Coordinate annotation entries
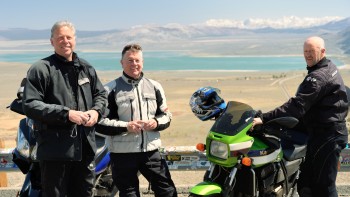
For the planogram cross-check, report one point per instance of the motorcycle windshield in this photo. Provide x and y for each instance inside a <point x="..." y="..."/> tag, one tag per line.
<point x="234" y="119"/>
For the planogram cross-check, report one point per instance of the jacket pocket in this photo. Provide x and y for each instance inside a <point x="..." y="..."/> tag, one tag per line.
<point x="124" y="102"/>
<point x="151" y="103"/>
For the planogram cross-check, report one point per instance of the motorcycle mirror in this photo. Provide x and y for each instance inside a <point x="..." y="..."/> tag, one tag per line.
<point x="201" y="147"/>
<point x="247" y="161"/>
<point x="287" y="122"/>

# Stated problem:
Reproduce verbatim the portion of the material that begins with the line containing "of the jacket" and runs through the end of the material.

# Problem solution:
For the planogram cross-check, report one point per instance of the jacket pocket in this photo. Provide x and y for each instance inside a <point x="..." y="..."/> tag, one tag per line.
<point x="124" y="102"/>
<point x="151" y="103"/>
For the planogram cross-check, report one point per instance of the motorcycle mirror in this photo. Provide x and y for each instance inside a <point x="..." y="..."/> tag, one tag per line.
<point x="201" y="147"/>
<point x="247" y="161"/>
<point x="287" y="122"/>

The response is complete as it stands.